[Records drawn from a dataset]
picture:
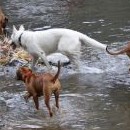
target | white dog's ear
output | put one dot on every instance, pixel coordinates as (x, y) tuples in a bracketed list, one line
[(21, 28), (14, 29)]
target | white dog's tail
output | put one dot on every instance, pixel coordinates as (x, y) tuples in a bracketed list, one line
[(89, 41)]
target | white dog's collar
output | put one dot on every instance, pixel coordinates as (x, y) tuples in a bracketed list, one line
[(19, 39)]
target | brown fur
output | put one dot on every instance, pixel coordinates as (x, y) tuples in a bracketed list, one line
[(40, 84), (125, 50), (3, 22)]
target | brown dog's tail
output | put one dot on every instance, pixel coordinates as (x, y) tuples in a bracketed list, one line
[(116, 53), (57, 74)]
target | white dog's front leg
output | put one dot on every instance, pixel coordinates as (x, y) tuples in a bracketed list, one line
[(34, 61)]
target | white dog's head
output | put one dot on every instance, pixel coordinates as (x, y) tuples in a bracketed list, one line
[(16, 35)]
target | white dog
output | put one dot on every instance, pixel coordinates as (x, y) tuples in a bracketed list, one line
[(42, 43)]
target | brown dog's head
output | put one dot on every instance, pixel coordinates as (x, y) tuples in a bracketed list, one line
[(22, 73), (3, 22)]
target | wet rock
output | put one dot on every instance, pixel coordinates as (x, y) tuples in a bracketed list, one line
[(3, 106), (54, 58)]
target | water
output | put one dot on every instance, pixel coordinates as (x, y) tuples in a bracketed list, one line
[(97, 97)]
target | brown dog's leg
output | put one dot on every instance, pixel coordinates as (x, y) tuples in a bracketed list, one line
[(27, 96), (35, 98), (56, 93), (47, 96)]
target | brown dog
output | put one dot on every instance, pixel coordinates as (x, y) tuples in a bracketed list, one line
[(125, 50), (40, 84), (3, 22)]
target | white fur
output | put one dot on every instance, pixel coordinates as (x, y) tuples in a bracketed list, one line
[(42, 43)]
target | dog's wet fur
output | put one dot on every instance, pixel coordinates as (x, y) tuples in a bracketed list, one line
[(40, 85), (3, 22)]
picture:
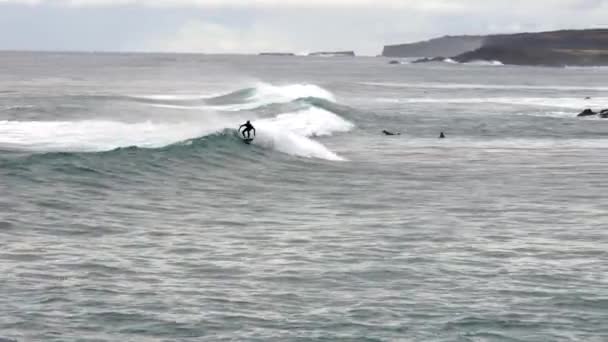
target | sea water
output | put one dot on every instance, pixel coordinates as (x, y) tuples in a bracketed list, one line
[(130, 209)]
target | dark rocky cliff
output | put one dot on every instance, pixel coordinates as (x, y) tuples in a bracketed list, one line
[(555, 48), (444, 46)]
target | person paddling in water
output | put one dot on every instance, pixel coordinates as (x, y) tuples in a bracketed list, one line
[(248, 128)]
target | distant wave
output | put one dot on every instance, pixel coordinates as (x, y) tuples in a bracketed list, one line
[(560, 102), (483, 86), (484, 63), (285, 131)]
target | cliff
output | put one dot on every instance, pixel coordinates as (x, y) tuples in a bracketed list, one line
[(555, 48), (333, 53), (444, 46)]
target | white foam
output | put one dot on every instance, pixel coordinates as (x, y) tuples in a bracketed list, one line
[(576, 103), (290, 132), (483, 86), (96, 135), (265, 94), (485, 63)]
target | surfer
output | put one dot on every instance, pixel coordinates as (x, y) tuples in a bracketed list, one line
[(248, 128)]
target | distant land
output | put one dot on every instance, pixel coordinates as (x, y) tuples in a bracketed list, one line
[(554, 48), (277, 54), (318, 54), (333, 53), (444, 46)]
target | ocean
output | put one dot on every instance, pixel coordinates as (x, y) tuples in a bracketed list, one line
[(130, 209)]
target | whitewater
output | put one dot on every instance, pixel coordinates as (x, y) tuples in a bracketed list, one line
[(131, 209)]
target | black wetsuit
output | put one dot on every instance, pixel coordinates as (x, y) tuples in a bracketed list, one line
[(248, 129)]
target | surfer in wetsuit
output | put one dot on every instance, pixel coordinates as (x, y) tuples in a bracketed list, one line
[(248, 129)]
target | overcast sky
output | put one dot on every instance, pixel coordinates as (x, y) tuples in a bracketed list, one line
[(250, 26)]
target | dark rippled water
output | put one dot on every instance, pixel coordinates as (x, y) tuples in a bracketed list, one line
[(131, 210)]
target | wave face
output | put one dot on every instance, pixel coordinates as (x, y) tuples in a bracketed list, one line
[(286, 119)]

...

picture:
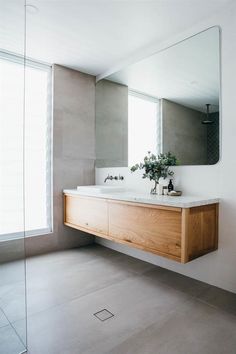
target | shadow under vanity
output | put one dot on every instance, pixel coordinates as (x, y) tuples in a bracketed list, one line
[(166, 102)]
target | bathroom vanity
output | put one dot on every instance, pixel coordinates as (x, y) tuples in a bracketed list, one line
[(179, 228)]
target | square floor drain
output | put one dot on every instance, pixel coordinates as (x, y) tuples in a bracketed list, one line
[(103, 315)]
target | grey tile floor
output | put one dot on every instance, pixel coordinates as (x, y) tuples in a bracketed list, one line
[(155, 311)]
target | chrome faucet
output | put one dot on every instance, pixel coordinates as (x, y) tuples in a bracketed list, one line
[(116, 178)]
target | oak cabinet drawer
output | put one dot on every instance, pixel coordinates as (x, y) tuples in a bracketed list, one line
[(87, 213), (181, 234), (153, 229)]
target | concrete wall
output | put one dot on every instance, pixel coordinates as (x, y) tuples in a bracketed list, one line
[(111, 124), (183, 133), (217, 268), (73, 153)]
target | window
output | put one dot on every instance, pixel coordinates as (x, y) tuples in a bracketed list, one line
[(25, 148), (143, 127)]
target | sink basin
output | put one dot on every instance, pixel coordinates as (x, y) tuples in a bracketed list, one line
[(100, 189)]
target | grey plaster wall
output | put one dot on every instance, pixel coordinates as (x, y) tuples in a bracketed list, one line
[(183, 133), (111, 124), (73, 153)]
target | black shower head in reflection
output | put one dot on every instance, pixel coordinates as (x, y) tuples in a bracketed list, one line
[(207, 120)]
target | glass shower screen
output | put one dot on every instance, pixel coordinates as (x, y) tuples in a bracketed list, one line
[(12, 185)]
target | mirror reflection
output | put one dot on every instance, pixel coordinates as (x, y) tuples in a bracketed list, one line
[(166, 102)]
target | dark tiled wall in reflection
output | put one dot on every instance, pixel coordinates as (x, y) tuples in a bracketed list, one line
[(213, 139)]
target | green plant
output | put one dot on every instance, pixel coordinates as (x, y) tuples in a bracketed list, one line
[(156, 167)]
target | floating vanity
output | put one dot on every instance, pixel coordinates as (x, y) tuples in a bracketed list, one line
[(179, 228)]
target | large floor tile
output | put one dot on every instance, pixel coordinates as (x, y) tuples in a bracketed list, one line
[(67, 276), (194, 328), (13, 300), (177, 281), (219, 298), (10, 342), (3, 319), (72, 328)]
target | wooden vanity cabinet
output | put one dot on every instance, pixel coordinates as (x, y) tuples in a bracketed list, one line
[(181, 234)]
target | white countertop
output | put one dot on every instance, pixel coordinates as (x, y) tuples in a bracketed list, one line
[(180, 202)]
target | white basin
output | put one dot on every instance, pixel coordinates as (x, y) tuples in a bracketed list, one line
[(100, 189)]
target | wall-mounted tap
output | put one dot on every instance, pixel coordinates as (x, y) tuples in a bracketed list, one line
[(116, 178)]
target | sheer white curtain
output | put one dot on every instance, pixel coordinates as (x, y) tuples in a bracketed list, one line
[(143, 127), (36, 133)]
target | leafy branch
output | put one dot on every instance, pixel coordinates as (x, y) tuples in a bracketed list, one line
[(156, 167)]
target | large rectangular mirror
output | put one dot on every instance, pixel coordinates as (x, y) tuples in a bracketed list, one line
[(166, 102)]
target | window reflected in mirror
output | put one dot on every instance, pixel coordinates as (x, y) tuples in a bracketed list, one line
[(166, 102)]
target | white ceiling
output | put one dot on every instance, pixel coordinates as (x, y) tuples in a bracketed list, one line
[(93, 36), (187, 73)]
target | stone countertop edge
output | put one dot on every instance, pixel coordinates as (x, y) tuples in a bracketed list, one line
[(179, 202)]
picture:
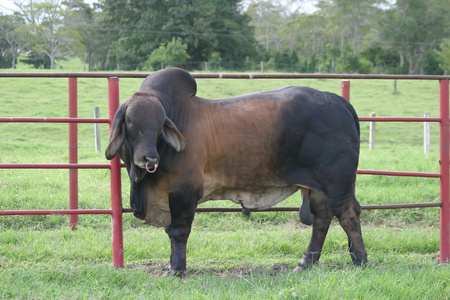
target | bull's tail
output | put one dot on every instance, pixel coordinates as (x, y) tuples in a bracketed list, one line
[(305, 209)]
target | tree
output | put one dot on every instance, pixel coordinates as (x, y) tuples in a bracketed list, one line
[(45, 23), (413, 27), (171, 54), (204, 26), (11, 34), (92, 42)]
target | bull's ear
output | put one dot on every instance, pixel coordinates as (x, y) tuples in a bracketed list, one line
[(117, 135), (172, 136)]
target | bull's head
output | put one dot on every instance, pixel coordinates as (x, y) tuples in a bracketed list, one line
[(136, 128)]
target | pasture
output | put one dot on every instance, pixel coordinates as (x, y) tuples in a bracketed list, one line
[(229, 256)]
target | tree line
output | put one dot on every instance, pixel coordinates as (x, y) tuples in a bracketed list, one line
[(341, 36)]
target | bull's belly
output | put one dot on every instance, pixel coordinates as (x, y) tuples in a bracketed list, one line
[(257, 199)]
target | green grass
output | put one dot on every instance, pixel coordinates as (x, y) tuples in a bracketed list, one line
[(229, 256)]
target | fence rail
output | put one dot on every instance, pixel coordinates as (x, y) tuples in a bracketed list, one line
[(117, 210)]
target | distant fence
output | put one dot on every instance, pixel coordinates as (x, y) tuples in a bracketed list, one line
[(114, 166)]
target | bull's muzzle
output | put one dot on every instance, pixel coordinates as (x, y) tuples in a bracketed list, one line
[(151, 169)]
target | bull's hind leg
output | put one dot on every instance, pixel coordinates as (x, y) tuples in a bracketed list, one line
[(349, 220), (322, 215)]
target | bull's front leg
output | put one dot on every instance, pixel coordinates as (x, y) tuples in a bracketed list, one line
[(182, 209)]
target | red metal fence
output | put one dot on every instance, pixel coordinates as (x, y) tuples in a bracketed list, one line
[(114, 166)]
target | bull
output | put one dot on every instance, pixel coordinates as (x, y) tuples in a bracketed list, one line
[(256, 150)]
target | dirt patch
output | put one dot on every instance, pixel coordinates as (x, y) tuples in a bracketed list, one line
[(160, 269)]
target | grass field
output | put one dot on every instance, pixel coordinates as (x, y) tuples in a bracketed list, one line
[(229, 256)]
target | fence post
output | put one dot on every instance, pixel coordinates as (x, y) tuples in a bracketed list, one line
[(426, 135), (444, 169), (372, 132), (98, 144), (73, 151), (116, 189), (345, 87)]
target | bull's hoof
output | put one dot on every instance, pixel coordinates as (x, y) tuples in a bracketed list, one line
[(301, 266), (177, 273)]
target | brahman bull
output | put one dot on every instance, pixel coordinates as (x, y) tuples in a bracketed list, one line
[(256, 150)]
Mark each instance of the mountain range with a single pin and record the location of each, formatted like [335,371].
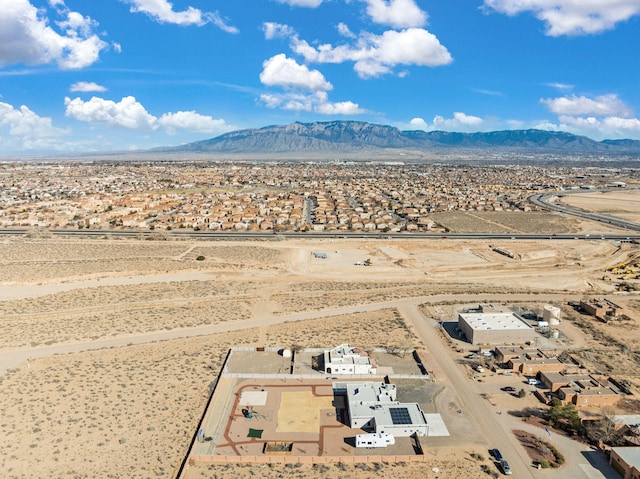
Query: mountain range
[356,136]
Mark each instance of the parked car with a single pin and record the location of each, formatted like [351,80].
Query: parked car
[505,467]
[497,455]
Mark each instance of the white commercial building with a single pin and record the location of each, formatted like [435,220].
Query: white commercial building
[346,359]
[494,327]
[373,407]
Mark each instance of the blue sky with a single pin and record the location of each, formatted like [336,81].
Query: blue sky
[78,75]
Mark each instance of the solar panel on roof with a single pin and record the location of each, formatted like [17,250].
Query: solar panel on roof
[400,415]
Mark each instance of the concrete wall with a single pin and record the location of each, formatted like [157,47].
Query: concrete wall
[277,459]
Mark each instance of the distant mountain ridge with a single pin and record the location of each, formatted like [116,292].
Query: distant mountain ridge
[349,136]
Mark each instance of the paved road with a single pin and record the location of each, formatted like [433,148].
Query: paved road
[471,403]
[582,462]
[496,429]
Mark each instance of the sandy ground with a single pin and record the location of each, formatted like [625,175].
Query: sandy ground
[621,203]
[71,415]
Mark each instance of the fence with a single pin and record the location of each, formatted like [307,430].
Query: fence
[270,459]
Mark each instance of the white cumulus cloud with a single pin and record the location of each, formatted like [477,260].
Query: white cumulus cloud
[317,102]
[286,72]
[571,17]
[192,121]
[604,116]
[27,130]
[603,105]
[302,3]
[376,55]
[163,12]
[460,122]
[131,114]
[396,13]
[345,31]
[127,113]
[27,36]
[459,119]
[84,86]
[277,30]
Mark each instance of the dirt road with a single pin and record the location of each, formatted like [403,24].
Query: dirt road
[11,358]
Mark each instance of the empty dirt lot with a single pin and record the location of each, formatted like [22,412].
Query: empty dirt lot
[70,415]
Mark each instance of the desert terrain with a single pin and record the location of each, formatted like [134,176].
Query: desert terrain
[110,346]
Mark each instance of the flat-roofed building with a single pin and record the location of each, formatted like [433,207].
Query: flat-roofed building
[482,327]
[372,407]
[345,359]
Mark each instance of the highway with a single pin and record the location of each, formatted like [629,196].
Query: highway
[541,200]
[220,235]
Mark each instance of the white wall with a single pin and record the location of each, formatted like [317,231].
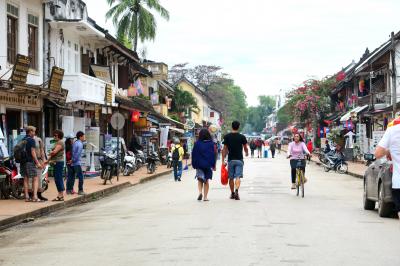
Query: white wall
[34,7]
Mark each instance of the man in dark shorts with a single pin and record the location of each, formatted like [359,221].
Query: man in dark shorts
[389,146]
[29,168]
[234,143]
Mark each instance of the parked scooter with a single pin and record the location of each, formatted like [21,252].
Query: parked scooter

Exercise description ::
Which of the lines above hold the string "vanity"? Copy each one.

Answer to this task ::
target | shadow under vanity
target | bathroom vanity
target | floating vanity
target | wooden vanity cabinet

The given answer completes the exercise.